◆ TASK
Find "Definition of the keypoint: for every instance of the black" in the data, then restate the line it sits in and every later line word for word, ending with the last line.

Stored data:
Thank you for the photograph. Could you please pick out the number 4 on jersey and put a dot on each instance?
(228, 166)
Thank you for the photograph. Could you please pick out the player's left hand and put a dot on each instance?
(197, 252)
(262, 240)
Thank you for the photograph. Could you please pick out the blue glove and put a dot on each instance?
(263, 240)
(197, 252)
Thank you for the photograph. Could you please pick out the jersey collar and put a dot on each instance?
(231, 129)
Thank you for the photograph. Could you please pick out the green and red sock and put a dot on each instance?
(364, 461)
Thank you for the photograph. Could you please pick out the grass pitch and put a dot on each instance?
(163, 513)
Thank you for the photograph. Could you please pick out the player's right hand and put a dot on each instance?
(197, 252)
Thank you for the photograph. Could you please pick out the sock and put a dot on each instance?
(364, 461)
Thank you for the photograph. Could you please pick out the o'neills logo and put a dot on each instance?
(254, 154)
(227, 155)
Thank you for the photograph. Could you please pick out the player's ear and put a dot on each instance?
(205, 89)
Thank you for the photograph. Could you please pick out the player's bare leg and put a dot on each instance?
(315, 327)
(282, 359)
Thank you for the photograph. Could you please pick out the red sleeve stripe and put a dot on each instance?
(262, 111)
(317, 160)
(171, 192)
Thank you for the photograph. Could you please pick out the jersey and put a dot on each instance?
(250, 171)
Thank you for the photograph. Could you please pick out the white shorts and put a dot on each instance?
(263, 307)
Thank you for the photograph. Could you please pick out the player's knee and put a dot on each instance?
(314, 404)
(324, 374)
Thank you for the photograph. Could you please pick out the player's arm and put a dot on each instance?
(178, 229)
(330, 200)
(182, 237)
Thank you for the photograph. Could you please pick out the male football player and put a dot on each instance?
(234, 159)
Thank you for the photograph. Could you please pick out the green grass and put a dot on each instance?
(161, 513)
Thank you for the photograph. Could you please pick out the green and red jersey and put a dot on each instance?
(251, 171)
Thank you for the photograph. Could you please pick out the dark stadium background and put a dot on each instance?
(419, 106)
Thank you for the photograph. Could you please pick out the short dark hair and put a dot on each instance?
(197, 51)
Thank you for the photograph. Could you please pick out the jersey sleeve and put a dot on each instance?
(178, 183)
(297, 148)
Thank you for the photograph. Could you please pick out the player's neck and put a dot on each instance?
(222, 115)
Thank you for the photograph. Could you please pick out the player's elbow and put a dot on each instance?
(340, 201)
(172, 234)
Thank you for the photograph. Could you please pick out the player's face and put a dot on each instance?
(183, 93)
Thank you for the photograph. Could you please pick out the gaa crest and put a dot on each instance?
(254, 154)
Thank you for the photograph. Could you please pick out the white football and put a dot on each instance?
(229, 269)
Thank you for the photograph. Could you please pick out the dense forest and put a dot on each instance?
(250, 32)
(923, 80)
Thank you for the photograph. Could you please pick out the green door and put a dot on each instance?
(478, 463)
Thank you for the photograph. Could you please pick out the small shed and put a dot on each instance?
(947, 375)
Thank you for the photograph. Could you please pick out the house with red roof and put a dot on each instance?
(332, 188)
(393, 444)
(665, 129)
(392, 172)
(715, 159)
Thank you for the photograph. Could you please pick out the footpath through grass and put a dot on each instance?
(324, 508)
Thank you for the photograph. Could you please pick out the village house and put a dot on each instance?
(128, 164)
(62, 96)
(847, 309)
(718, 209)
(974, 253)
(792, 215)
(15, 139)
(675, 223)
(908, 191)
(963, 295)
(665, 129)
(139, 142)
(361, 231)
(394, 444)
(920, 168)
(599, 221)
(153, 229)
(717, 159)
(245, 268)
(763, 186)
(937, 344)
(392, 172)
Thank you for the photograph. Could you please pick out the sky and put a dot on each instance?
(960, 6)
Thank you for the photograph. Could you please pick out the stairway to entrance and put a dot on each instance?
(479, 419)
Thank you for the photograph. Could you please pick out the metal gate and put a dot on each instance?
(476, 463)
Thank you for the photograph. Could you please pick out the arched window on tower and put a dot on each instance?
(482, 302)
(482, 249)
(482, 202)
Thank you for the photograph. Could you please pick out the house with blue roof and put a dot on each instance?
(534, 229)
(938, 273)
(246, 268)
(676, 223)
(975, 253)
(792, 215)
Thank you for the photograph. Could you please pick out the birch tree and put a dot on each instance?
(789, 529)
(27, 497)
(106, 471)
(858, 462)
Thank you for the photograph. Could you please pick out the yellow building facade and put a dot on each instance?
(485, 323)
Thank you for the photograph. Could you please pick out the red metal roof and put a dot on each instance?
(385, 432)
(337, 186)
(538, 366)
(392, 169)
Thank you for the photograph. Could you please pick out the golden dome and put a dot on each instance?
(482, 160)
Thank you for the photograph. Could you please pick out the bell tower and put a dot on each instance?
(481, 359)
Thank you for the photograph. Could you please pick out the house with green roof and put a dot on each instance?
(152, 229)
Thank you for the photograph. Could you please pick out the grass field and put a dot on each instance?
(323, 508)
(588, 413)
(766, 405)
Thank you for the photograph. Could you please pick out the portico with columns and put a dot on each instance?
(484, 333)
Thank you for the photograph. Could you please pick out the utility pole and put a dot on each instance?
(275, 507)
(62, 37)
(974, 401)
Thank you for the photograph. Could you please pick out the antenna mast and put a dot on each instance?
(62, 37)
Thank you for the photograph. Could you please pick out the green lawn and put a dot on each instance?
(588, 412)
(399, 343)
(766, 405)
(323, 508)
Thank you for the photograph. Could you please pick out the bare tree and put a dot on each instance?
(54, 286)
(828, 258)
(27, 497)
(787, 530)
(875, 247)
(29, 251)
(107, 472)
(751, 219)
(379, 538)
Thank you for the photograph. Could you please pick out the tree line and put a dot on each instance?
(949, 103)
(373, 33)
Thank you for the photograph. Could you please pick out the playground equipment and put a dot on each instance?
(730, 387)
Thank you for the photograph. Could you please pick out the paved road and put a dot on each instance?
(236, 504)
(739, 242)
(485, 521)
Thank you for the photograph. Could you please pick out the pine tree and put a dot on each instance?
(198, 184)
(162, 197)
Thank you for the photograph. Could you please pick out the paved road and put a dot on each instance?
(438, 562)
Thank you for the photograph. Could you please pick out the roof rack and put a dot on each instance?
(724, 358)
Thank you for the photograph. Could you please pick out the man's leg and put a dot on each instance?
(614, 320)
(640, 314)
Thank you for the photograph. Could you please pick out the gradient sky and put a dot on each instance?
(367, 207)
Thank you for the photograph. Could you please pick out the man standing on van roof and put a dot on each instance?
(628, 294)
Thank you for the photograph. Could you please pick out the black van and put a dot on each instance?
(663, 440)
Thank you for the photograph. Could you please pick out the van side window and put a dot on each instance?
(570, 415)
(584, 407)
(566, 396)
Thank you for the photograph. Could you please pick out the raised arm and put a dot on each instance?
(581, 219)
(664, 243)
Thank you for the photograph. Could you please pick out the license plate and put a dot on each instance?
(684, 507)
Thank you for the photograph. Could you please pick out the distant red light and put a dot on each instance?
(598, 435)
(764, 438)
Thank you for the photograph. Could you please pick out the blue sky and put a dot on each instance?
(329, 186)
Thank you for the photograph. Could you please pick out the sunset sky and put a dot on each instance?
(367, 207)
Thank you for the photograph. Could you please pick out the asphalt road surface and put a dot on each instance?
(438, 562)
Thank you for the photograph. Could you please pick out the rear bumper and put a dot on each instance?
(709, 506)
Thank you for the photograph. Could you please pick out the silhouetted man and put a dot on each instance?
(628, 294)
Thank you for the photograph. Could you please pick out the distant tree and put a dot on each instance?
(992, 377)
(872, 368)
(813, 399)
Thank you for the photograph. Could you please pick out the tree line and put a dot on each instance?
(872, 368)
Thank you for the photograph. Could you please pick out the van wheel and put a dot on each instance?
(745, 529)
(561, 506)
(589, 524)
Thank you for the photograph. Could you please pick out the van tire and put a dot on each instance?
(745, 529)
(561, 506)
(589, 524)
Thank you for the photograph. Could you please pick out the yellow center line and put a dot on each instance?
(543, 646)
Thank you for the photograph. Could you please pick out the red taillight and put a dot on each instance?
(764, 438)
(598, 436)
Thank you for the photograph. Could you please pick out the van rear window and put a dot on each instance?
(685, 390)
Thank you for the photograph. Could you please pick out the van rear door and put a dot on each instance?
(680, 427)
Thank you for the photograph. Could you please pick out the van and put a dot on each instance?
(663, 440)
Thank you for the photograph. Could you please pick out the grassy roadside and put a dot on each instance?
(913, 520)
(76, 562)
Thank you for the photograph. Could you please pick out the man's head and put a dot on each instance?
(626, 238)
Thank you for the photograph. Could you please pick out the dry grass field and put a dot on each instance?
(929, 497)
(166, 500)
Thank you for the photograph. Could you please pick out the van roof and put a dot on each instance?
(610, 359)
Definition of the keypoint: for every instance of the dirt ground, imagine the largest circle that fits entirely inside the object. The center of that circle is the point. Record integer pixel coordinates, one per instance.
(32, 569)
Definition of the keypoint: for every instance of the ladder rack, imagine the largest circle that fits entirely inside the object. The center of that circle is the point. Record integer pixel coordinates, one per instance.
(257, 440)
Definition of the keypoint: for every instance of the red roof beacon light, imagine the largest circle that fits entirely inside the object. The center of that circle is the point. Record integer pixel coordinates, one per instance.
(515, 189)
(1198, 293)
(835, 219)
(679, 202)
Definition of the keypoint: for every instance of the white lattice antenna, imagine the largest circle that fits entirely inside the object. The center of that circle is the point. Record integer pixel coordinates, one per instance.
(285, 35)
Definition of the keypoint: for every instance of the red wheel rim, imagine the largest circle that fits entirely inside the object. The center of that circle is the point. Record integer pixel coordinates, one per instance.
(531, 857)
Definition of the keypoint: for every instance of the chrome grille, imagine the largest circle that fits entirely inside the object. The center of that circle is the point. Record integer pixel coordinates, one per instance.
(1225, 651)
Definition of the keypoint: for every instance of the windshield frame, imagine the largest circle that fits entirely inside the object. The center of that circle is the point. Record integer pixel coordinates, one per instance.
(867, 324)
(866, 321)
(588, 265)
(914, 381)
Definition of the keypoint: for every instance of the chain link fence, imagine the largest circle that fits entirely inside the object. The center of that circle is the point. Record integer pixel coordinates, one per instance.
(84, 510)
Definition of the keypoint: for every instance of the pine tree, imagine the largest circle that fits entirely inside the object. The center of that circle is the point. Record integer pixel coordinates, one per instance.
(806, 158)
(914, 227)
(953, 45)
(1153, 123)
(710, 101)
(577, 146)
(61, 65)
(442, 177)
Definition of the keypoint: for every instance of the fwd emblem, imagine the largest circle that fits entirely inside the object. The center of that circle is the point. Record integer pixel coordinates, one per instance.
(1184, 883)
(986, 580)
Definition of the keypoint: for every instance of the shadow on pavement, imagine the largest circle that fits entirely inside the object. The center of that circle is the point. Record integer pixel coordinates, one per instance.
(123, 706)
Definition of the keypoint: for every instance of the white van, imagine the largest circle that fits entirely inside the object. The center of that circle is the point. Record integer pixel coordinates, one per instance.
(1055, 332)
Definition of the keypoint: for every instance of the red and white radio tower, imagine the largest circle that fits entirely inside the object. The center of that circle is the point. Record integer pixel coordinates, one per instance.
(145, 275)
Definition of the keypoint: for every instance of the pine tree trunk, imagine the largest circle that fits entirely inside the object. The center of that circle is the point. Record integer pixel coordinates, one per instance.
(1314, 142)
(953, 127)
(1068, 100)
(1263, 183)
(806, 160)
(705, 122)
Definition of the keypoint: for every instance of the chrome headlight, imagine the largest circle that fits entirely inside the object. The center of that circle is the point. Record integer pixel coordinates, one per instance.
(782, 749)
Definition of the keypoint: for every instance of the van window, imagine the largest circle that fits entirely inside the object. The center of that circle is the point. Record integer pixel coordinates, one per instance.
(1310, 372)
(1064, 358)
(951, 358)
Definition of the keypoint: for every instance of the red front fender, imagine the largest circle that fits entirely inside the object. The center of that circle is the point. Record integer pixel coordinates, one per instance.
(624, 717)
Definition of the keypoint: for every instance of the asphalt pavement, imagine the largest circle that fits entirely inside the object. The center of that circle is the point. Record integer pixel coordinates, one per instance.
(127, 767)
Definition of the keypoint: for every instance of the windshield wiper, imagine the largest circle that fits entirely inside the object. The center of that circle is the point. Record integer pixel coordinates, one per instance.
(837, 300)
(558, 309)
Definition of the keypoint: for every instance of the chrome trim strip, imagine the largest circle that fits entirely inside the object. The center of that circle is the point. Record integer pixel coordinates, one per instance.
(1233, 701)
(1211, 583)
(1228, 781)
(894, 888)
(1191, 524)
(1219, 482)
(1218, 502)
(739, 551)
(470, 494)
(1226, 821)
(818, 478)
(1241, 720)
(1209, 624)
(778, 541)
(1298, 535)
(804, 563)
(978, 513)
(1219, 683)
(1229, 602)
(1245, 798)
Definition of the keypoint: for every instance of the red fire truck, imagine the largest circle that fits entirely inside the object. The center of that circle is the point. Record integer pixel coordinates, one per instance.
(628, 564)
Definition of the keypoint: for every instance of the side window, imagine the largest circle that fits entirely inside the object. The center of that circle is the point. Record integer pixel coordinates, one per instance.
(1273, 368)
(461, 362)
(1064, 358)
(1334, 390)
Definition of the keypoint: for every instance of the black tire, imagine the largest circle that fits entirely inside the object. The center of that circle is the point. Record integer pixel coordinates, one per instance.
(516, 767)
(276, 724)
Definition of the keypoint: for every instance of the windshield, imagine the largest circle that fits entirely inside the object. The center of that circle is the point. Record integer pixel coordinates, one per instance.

◆ RESPONSE BELOW
Definition of the keypoint: for every instance of the black tire, imagine the largest circle that fits entirely inside the object. The center of that circle is the point. Record integer pixel coordinates, one per instance.
(516, 767)
(276, 724)
Definition of the keypoint: for every instance of the windshield, imagine the largest circle that fits entirely inside the object. The center of that circle is the point. Record integer pixel coordinates, one per instance.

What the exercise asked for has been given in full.